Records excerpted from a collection
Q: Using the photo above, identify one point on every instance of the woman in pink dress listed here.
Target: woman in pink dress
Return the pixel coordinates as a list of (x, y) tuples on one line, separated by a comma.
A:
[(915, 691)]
---
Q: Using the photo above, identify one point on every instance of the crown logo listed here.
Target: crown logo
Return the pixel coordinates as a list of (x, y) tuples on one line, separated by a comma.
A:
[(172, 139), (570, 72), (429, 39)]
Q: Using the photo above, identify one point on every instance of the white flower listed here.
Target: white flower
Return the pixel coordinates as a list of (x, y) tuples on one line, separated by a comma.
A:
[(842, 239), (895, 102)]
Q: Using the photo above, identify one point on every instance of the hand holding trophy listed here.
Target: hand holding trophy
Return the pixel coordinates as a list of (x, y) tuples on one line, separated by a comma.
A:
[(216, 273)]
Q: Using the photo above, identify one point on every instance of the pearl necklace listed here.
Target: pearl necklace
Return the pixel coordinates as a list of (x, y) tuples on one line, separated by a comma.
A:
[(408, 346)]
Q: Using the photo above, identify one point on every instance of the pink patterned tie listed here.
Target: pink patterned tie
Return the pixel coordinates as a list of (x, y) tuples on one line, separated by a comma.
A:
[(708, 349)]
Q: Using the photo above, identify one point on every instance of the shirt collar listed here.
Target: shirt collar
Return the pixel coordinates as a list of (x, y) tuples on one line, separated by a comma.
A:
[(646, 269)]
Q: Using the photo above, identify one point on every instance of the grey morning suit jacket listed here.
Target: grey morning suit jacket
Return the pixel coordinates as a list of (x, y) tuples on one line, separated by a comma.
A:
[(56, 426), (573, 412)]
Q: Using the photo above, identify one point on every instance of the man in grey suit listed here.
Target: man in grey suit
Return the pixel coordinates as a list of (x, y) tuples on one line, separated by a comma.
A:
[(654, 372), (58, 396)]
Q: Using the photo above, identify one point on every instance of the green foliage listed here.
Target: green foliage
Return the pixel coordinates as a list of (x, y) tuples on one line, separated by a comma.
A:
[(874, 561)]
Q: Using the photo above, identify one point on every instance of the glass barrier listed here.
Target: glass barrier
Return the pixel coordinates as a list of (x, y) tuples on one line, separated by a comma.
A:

__What to do__
An exact copy of the lines above, from the one containing "Target: pearl necklace" down to the one containing "Target: glass barrier" and including both, is the whole answer; retype it and nothing else.

__Written solution__
Target: pearl necklace
Return the pixel coordinates as a list of (x, y) tuples on one line, separated by a comma.
A:
[(408, 346)]
Q: Using the photo above, identify one point on every instance of the pink patterned tie listed here.
Target: pink patterned tie
Return the pixel coordinates as a list of (x, y) tuples on one line, separated by a comma.
A:
[(708, 349)]
Q: Using the photo above, identify one point on every instance of the shirt collar listed here.
Target: shirt collar
Return the pixel coordinates as a list of (x, y) tuples on one line, separated by a comma.
A:
[(646, 269)]
Q: Using the photo above, identify one point on every instance of the grey morning suit jacket listed here.
Target: grey morning suit jacket
Return the pixel coordinates as a list of (x, y) tuples on one line, separated by a comma.
A:
[(56, 426), (573, 412)]
Q: Using the photo above, identify one point on every instance of the man in grey suit listed here.
Target: man in grey suit
Return the pixel coordinates as a list of (x, y) tuples on one line, separated by a comma.
A:
[(654, 372), (58, 396)]
Q: Using the photo above, identify one point on every instance of the green foliage listed here.
Target: green foliage
Return the pixel coordinates as a list of (x, y) tuples on one line, separated by a comma.
A:
[(874, 561)]
Q: Using the photo above, identify one point on every instance of the glass barrier listed here.
Target: glass barrier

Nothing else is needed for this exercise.